• Questions:
**A.** Could you rewrite the paragraph of the film-studies text that begins "The differences among these books" as a bulleted list that keeps its main facts?
**B.** Would you retype, word for word, the stretch of the film-studies text from "Hogan’s book is" through "convergence/ divergence perspective."?

• Supplied text:
Plantinga’s examples are action films like The Hunt for Red October, which evokes admiration for gallant stoicism, ironic comedies like Raising Arizona, and puzzle films like House of Games and The Usual Suspects.
One of Carl’s key points is that sympathetic narratives must evoke some negative emotions, when their characters are hit by misfortune. So melodrama is the sympathetic narrative par excellence. Moving Viewers closes with a sensitive discussion of how a film can orchestrate negative emotions in complicated ways, focusing on disgust as it is evoked in films as different as Mask and Polyester.
A comparable concern for how culture can fine-tune cross-cultural tendencies is set forth by Patrick Colm Hogan in Understanding Indian Movies: Culture, Cognition, and Cinematic Imagination (University of Texas). Hogan is an expert on Indian literature and aesthetics; I called him in to help me understand Slumdog Millionaire in an earlier entry. Hogan is also a major narrative theorist. His The Mind and Its Stories is a powerful study of cross-cultural narrative structures and their relation to prototypical emotions.
Understanding Indian Movies shows how those universal plot structures gain richness and emotional force through their encounter with Indian traditions and current social conditions. For example, the sacrificial plot found in all cultures is particularized in Santosh Sivan’s The Terrorist. The film transforms the standard plot for the sake of ideological point and emotional force, modeling its suicide-bomber tale on the assassination of Rajiv Gandhi. “The contemporary history depicted by the film was already emplotted in a prototypical narrative form by the people who made that history.”
Hogan’s book is not as localized in its concerns as the title might imply. It’s not only about how to watch Indian movies but also about how to do cognitive studies of media. For instance, Patrick often pauses to criticize over-simplified evolutionary explanations, and he urges that such explanations be used cautiously. But he nonetheless defends the overall convergence/ divergence perspective.
On the one hand there is particularity—not merely the particularity of national cultures, but the particularity of regions, religions, castes, classes, philosophies, ages, and so forth, all the way down to individuals. On the other hand, there is the common genetic heritage of the human brain, the common principles of childhood development (beyond genetics), the recurring practices that arise from group dynamics—a whole series of universal principles that we all share. . . . Whether we are European, Chinese, African, or Indian, Christian, Jewish, Hindu, or Muslim, it is these universals that make it possible for us to understand Indian movies and to appreciate them, rather than merely drawing abstract inferences about them, as if they were part of some inscrutable puzzle.
The differences among these books are considerable. Grodal wants explanations at the level of neurology. Plantinga, of a philosophical temper, wants to clarify the concepts we use to talk about emotions in our experience of films. Hogan is constantly looking for the political implications of artistic choices. But such a range of emphasis matches the variety of the papers assembled for our next meeting.

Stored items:
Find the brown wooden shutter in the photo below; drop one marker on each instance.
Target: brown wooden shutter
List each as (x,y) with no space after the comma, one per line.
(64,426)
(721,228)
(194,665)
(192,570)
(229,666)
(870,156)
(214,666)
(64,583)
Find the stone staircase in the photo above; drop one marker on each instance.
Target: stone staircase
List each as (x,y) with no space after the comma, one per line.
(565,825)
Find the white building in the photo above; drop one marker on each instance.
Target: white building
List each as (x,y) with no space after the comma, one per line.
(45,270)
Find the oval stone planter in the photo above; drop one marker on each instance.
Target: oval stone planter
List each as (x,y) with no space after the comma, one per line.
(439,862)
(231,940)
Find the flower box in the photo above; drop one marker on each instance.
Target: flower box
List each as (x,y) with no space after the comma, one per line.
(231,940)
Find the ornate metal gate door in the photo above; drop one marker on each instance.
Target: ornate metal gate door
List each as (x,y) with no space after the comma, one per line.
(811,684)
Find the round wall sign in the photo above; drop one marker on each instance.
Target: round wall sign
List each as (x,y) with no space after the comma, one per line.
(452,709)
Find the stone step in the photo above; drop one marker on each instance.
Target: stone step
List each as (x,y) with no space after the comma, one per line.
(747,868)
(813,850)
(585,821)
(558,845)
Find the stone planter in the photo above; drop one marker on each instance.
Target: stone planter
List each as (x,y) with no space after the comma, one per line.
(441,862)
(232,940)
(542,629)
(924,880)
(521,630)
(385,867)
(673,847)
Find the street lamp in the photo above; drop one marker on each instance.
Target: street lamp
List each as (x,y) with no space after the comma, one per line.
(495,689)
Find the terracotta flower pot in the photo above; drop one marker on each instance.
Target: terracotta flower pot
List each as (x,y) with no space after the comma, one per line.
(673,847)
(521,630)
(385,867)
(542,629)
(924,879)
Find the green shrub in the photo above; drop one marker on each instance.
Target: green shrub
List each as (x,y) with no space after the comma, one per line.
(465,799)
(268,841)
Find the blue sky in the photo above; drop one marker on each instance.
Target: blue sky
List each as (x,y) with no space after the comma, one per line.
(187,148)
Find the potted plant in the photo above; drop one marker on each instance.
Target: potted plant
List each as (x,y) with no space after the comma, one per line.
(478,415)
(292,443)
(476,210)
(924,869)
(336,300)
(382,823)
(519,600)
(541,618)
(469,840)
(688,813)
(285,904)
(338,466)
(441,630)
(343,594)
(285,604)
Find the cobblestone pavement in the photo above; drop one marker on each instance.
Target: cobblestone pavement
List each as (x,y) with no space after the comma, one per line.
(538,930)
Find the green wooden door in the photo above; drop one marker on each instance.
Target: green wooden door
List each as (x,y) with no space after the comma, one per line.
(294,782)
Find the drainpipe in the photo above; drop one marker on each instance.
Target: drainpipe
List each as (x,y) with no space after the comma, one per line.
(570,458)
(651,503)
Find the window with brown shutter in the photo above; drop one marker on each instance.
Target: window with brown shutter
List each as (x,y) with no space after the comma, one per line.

• Task-by-task results:
**A.**
- The books differ considerably.
- Grodal wants explanations at the level of neurology.
- Plantinga, who has a philosophical temper, wants to clarify the concepts used to talk about emotions in the experience of films.
- Hogan constantly looks for the political implications of artistic choices.
- This range of emphasis matches the variety of papers assembled for the next meeting.

**B.**
Hogan’s book is not as localized in its concerns as the title might imply. It’s not only about how to watch Indian movies but also about how to do cognitive studies of media. For instance, Patrick often pauses to criticize over-simplified evolutionary explanations, and he urges that such explanations be used cautiously. But he nonetheless defends the overall convergence/ divergence perspective.